Catatan anotasi deteksi:
################
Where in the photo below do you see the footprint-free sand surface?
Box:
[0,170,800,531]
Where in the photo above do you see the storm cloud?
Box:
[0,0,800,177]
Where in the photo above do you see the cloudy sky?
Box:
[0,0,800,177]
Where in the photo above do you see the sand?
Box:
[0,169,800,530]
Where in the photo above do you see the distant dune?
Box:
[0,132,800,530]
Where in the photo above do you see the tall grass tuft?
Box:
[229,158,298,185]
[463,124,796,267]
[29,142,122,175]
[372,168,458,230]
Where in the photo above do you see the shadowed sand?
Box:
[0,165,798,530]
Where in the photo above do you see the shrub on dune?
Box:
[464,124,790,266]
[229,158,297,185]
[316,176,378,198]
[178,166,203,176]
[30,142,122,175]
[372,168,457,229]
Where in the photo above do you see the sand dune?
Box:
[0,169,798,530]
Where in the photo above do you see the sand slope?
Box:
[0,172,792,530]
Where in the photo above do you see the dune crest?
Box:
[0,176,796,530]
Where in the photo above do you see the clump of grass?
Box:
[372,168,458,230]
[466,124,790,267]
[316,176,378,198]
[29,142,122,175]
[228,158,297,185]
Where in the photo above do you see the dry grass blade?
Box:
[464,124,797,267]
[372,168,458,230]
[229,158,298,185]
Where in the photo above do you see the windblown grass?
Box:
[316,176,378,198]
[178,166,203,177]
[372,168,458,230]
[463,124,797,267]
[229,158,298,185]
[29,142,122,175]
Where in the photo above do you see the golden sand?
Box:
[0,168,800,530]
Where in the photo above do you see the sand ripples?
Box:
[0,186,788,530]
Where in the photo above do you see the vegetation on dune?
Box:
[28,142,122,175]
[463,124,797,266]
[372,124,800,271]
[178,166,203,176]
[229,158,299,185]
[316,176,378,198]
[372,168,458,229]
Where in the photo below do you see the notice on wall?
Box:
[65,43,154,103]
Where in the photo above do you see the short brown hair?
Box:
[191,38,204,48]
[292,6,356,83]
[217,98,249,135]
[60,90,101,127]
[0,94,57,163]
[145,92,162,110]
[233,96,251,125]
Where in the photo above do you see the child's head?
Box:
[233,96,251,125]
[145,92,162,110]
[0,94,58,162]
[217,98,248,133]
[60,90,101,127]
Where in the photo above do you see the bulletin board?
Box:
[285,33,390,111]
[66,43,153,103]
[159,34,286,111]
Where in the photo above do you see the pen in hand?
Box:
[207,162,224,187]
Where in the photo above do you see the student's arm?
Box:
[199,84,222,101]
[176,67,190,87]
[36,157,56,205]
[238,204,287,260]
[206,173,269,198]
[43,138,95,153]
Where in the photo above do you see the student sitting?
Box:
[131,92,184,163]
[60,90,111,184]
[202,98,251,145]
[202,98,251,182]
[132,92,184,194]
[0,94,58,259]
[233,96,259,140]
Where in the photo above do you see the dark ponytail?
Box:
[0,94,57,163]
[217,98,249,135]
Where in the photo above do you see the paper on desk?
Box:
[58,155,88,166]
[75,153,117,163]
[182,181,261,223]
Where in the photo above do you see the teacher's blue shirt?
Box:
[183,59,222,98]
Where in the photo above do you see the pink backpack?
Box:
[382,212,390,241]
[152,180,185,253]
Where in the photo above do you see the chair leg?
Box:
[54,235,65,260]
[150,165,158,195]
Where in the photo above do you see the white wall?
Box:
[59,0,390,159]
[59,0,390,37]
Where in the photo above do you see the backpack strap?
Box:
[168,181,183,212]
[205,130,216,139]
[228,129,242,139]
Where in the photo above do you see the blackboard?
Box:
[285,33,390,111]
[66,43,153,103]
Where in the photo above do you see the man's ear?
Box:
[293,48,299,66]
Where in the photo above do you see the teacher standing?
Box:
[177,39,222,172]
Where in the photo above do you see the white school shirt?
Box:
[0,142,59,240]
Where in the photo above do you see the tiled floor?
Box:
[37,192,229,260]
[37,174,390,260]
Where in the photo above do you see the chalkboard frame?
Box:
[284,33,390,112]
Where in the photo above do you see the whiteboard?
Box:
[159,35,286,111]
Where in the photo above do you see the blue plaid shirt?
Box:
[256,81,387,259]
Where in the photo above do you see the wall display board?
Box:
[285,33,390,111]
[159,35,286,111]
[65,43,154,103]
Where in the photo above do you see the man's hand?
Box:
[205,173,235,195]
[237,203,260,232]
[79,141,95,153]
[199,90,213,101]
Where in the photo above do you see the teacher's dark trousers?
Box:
################
**YANG PERLU DIKERJAKAN:** Ubah seluruh baris data di atas menjadi daftar bernomor, tanpa menyertakan baris yang kosong.

**HASIL DI BAWAH:**
1. Where in the photo below do you see the footprint-free sand surface?
2. Box:
3. [0,170,800,531]
4. Where in the photo above do you see the storm cloud?
5. Box:
6. [0,0,800,177]
7. Where in the photo above do you see the cloudy sky?
8. Box:
9. [0,0,800,177]
10. Where in the photo above do you see the sand?
11. Box:
12. [0,169,800,530]
13. Where in the photo above do you see the distant dune?
14. Box:
15. [0,132,800,530]
16. Where in the photo above do you see the tall grass tuft?
17. Box:
18. [229,158,298,185]
19. [463,124,796,267]
20. [29,142,122,175]
21. [372,168,458,230]
22. Where in the photo above do you see the shadowed sand?
23. Box:
24. [0,165,798,530]
25. Where in the photo above do you see the shrub on dune?
26. Box:
27. [464,124,790,266]
28. [229,158,297,185]
29. [316,176,378,198]
30. [178,166,203,176]
31. [30,142,122,175]
32. [372,168,457,229]
33. Where in the photo above do you see the sand dune?
34. Box:
35. [0,169,798,530]
36. Where in the photo above do you see the sand slope?
37. Box:
38. [0,172,792,530]
39. Where in the photo above do you see the dune crest?
40. Box:
41. [0,176,796,530]
42. Where in the photo above do you see the clump of grass?
43. Box:
44. [372,168,458,230]
45. [466,124,790,267]
46. [316,176,378,198]
47. [29,142,122,175]
48. [228,158,297,185]
49. Where in the photo above do you see the dry grass blade?
50. Box:
51. [464,124,797,267]
52. [372,168,458,230]
53. [229,158,298,185]
54. Where in the photo above do you see the windblown grass?
55. Box:
56. [316,176,378,198]
57. [178,166,203,177]
58. [372,168,458,230]
59. [463,124,797,267]
60. [229,158,298,185]
61. [29,142,122,175]
62. Where in the photo above do you see the golden sand?
63. Box:
64. [0,168,800,530]
65. Where in the photo above do you see the sand ripples?
66. Box:
67. [0,186,788,530]
68. Where in the photo above do you see the vegetation on dune?
69. Box:
70. [28,142,122,175]
71. [463,124,797,266]
72. [372,124,800,271]
73. [178,166,203,176]
74. [229,158,299,185]
75. [316,176,378,198]
76. [372,168,458,229]
77. Where in the photo below do you see the notice on wall?
78. Box:
79. [65,43,154,103]
80. Where in the photo above do you see the short brown hair?
81. Box:
82. [191,38,204,48]
83. [292,6,356,83]
84. [217,98,249,135]
85. [60,90,101,127]
86. [0,94,57,163]
87. [145,92,162,110]
88. [233,96,251,125]
89. Where in the photo above do you see the child's head?
90. Box:
91. [233,96,251,125]
92. [145,92,162,110]
93. [0,94,58,162]
94. [217,98,248,133]
95. [60,90,101,127]
96. Where in the photo above do you see the bulletin board?
97. Box:
98. [285,33,390,111]
99. [66,43,153,103]
100. [159,34,286,111]
101. Where in the photo above do you see the pen in hand?
102. Box:
103. [207,162,224,187]
104. Where in the photo above do you see the student's arm?
105. Box:
106. [199,84,222,101]
107. [176,67,190,87]
108. [36,157,56,205]
109. [238,204,287,260]
110. [206,173,269,198]
111. [43,138,95,153]
112. Where in the photo above do you see the student sitting?
113. Box:
114. [131,92,184,163]
115. [60,90,111,184]
116. [202,98,251,145]
117. [202,98,251,182]
118. [132,92,184,194]
119. [0,94,58,259]
120. [233,96,259,140]
121. Where in the photo above do you see the dark ponytail?
122. Box:
123. [0,94,57,163]
124. [217,98,249,135]
125. Where in the photo above do you see the paper on desk?
126. Box:
127. [58,155,88,166]
128. [75,153,117,163]
129. [182,181,261,223]
130. Where in the photo above do you see the teacher's blue shirt?
131. Box:
132. [183,59,222,98]
133. Where in the photo above do you see the pink backpack?
134. Box:
135. [382,212,390,241]
136. [152,180,185,253]
137. Where in the photo above do you see the chair leg?
138. Box:
139. [54,235,65,260]
140. [150,165,158,195]
141. Where in the photo above do you see the white wall?
142. Box:
143. [59,0,390,159]
144. [59,0,390,37]
145. Where in the photo above do you see the backpack strap?
146. Box:
147. [168,181,183,212]
148. [205,130,216,139]
149. [228,129,242,139]
150. Where in the photo above do you see the blackboard?
151. Box:
152. [285,33,390,111]
153. [66,43,153,103]
154. Where in the photo above do you see the man's ear?
155. Box:
156. [293,48,299,66]
157. Where in the photo above do you see the teacher standing?
158. Box:
159. [177,39,222,172]
160. Where in the photo above do you see the white school shirt?
161. Box:
162. [0,142,59,240]
163. Where in the photo above do you see the tiled floor?
164. Box:
165. [37,192,229,260]
166. [37,174,390,260]
167. Where in the photo above do you see the chalkboard frame?
168. Box:
169. [284,33,390,112]
170. Where in the photo above do you see the whiteboard?
171. Box:
172. [159,35,286,111]
173. Where in the photo above do you see the blue plaid shirt?
174. Box:
175. [256,81,387,259]
176. Where in the photo above do you see the wall display board?
177. Box:
178. [285,33,390,111]
179. [159,35,286,111]
180. [65,43,154,103]
181. Where in the photo above do you see the man's hand?
182. Box:
183. [205,173,235,195]
184. [237,203,260,232]
185. [79,141,95,153]
186. [199,90,213,101]
187. Where in the photo above do you see the teacher's dark trousers?
188. Box:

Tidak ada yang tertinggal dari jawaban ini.